───── MATERIAL SUPPLIED ─────

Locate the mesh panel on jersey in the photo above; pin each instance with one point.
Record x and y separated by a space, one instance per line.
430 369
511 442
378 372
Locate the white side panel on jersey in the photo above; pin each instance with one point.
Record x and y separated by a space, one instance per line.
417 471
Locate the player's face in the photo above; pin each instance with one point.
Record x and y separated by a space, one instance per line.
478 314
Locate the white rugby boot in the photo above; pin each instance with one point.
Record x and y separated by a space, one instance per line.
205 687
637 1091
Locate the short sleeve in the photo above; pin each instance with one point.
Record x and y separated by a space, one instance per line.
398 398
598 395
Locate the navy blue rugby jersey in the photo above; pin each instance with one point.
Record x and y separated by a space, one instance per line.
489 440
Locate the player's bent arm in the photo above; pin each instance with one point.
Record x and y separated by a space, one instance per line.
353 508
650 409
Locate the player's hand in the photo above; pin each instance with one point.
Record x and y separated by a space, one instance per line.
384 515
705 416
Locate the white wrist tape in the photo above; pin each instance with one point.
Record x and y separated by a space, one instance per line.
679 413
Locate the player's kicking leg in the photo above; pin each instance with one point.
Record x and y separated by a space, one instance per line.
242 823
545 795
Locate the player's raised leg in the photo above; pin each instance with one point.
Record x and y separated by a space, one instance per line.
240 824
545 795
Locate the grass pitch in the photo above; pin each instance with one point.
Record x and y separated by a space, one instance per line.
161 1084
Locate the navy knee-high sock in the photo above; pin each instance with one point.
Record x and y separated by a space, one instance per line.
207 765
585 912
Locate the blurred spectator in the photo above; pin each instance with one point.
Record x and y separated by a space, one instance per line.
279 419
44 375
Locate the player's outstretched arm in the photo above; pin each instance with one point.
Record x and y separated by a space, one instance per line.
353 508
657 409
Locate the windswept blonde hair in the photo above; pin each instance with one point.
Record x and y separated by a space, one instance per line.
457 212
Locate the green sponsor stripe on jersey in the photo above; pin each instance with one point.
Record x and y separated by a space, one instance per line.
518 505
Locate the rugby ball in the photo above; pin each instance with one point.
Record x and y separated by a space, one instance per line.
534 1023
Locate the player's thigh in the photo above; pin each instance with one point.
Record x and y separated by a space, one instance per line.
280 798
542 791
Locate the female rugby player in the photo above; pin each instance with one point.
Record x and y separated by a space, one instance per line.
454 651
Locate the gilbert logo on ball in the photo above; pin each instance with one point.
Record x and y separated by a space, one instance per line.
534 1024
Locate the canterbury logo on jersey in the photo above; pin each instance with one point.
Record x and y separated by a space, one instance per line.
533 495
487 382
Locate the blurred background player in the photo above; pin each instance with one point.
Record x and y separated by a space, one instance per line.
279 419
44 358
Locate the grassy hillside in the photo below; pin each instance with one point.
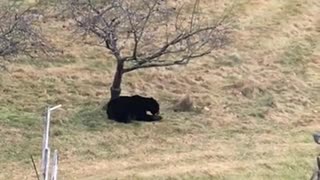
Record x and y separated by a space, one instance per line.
257 104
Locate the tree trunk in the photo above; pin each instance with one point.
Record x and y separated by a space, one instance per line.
116 84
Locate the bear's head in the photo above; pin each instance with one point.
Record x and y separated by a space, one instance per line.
153 106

─────

> _WHAT YOU NEED TO DO_
For the data above, return an exact copy that contains no pictures.

> _OUTPUT BELOW_
Locate the mesh panel on jersey in the photo above; pin each instance with one point.
Record x and y separated by a space, one instance per line.
430 369
511 442
378 372
Locate the white side panel on jersey in the photo above; pin each instance with one point.
Record x and y separated by a space, one instance per line.
417 471
Locate the player's face in the photo above; pin each instance with one point.
Record x and y separated by a space, one instance per line.
478 314
Locate the white rugby boot in the photo above; pin each instance with one point.
Record x and y separated by a space, one instance per line.
205 687
637 1091
Locate the short sleeve in the photo above; pin each instance with one point.
Record x and y separated by a space, one instance per line.
398 398
598 395
Locate the navy blue rugby jersey in the photo above; pin each instance with one point.
Record x and y separated by a space, one instance per line.
489 440
Locate the player's bent arm in the photo above; pin each instance with one point.
Record x and y separated by a space, one instance per line.
353 508
650 409
Locate the player's hand in the photo above; pin each instance with one point.
Record x and y separated by a space, one instance per line.
384 515
705 416
Locate the white wrist tape in the photo above; pin each instance with one point.
Record x and y separated by a space, one instance per line.
679 413
Locate the player's kicking leg in the photo above; pin each instance with one point.
Record x and y separated by a space, one instance per line.
242 823
545 795
Locate the player's raised leg in the photo above; pin each instance with one point.
Record x and y separated by a space, one instance per line.
240 824
545 795
Locate the grass pitch in the photo above; pin each instance with one point.
Record x and y separated by a space, one instance per line.
161 1084
Locate the navy knee-high sock in the photo above; pin each instance with one point.
Record x and y separated by a space, one instance per line.
207 765
585 912
Locate the blurred spectator in the photo above; pin each instance with one point.
Record x and y separated by a space, one instance per line.
279 419
44 375
Locate the player's outstretched arm in the photo above; pin each instance with one point.
Record x and y separated by a space, one instance per line.
353 508
657 409
Locate the windswept blonde hair in the photo above; pin each instance with one point.
Record x and y separated by a space, one instance per line.
457 212
Locate the green sponsor stripe on jersey in the photo above; pin each instance with one point.
Record x and y separated by a space, one instance per line.
518 505
Locate the rugby ball in the photo above; pin each instance with one point.
Record x and y separated by a space, one instance per line.
534 1023
Locate the player's thigh in the photo above; pin each instance with one point.
Record x and y separated by a space, one instance per line.
280 798
542 791
Locate the female rugby player in the photo above; pin each instance with one point.
Record x and y separated by a space, one instance per line.
454 651
Locate the gilbert logo on ball in the photo above; pin each instance with one point.
Record x and y separated by a space, one instance per line.
534 1024
Locate the canterbury logo on jersey in the photo above; pin each instance with one point.
Record x and y separated by a space, one instance per line.
533 495
487 382
Locate the blurred background player in the photo above; pin each instance with one point.
Record x and y separated by a space, one instance per line.
279 419
44 358
Locate the grassy hillside in the photo below; pin each instance with one point.
Record x and y separated by a space, one instance per line.
257 104
Locate the tree trunk in the photo above; pin each instance with one point.
Record x and y separated by a space, one instance per line.
116 84
Locate the bear's head in the photo above; pin each instance with one point.
Record x and y separated by a space, one instance per line.
153 106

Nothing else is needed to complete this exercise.